Wie lautete laut dem Textauszug über die evangelische Kirche in der NS-Zeit die Parole der Bekennenden Kirche? Nenne sie bitte wörtlich.

# AUSGEWÄHLTER TEXTAUSZUG
* * *

Neuanfang nach der Katastrophe

Mit der „Befreiung vom Nationalsozialismus“ stand Deutschland vor einer politischen und gesellschaftlichen Neuordnung. Was beim Gedenken oft untergeht: Auch die evangelische Kirche musste ihre innere Zerrissenheit überwinden.
Von Norbert Schäfer
Gedenktafel Darmstädter Wort

Während der Herrschaft der Nationalsozialisten in Deutschland von 1933 bis 1945 hielt die katholische Kirche institutionelle Distanz zum Regime und vermied, so gut es ging, theologische Anpassung. Anders die Protestanten: Die „Deutschen Christen“ suchten Anschluss an den Nationalsozialismus, etwa indem sie das Alte Testament ablehnten und die Verfolgung von Juden befürworteten. Die „Deutschen Christen“ dominierten die evangelische Kirche, während die „Bekennende Kirche“ sich weigerte, sich dem Führungsanspruch der „Deutschen Christen“ zu unterwerfen, und äußere Eingriffe des NS-Regimes ablehnte.

„Die Parole der Bekennenden Kirche war: ‚Kirche muss Kirche bleiben‘ – das sollte man aber nicht mit politischem Widerstand gegen die NS-Diktatur verwechseln“, erklärt der Historiker Clemens Vollnhals. Die Altpreußische Union – eine Landeskirche, die bis zu ihrer Auflösung nahezu identisch war mit dem preußischen Gebiet – war zudem stark nationalistisch geprägt. Insgesamt wählten die Menschen in evangelischen Gebieten die NSDAP häufiger als jene in katholisch geprägten Regionen.

* * *

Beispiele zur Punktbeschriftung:
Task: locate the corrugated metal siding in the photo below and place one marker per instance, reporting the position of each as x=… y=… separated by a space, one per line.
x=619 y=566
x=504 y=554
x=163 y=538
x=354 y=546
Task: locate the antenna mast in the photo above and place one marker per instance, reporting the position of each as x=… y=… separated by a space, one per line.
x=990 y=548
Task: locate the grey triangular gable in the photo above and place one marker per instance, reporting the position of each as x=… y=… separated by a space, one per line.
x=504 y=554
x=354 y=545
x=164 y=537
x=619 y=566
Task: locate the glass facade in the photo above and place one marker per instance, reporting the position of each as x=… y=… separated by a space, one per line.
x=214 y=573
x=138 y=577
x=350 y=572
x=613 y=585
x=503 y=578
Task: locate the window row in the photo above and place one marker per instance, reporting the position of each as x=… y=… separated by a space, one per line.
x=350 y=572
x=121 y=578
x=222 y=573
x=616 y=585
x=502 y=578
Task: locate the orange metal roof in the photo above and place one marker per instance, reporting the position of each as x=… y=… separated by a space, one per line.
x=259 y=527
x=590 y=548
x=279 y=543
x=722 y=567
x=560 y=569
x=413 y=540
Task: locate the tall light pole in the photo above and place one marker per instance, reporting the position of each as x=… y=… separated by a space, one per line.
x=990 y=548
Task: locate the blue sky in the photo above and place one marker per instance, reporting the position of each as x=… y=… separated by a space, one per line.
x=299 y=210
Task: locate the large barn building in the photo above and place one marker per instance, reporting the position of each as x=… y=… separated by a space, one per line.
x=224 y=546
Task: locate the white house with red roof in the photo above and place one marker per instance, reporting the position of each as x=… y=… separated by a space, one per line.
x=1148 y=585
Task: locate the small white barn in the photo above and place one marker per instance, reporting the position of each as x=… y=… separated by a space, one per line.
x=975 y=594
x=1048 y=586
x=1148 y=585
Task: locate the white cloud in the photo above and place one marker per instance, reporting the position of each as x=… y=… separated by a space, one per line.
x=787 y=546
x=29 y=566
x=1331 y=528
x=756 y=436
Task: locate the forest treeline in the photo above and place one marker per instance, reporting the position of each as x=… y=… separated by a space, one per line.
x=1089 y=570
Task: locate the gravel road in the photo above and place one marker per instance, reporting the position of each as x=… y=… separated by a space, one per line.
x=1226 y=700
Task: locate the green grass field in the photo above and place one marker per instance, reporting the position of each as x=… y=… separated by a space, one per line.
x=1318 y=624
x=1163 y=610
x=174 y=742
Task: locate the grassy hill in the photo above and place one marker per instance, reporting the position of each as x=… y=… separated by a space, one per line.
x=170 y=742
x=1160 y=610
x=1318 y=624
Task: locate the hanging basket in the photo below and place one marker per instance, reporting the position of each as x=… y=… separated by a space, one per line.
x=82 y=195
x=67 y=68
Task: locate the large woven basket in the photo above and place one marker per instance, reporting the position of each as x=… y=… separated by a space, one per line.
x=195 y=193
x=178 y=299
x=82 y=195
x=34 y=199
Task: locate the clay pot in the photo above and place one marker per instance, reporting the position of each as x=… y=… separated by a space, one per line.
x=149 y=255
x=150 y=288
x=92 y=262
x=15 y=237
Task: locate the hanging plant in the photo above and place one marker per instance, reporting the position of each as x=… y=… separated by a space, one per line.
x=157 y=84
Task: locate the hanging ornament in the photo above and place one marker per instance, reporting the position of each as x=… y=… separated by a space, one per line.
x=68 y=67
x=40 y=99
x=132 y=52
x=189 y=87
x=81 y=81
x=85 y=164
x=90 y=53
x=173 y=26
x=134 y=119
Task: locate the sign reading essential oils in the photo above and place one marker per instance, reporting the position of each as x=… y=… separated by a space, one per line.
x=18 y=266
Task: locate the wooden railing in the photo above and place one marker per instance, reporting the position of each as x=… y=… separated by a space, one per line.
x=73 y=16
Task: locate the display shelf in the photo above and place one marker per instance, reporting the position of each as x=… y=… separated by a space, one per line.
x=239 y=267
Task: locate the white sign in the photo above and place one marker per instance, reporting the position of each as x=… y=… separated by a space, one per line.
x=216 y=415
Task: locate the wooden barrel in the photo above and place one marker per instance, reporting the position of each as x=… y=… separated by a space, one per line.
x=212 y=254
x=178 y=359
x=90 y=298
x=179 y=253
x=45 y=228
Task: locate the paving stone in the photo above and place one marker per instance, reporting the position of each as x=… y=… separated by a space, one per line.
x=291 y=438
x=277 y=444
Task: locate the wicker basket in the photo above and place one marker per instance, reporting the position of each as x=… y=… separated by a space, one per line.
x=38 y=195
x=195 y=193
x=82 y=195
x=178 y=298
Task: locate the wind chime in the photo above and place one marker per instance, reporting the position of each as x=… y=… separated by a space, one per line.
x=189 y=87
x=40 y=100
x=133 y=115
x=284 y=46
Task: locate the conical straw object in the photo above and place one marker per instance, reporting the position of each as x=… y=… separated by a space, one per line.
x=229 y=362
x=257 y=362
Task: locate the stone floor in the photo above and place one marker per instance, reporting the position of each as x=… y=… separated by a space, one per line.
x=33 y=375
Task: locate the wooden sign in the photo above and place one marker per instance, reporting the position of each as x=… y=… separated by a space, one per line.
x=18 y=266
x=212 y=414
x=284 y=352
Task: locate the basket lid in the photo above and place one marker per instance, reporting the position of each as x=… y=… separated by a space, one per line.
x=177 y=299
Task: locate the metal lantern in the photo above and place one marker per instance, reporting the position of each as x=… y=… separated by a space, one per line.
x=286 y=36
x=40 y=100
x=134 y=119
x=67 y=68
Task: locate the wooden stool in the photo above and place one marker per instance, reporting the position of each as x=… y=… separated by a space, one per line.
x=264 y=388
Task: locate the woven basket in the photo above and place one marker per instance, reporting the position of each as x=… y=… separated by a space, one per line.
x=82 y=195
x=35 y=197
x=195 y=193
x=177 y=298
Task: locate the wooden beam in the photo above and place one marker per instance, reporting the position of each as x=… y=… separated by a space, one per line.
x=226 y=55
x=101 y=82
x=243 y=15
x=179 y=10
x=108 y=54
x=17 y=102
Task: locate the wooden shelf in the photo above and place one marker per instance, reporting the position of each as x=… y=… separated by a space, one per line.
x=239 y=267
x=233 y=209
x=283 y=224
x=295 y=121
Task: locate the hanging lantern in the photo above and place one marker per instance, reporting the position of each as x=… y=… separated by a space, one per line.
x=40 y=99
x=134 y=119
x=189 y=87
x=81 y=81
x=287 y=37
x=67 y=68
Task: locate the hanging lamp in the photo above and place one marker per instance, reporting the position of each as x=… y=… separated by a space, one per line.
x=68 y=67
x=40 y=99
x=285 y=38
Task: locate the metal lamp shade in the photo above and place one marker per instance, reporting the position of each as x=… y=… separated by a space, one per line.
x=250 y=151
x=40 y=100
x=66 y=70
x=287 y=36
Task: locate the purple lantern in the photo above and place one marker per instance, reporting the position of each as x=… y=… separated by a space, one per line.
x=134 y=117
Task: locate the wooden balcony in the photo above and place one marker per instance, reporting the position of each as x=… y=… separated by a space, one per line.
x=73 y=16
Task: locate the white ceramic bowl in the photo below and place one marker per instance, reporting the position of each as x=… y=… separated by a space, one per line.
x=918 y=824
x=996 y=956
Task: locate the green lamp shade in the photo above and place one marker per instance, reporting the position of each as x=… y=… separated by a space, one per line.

* * *

# MUSTERLÖSUNG
Die Parole lautete: „Kirche muss Kirche bleiben“.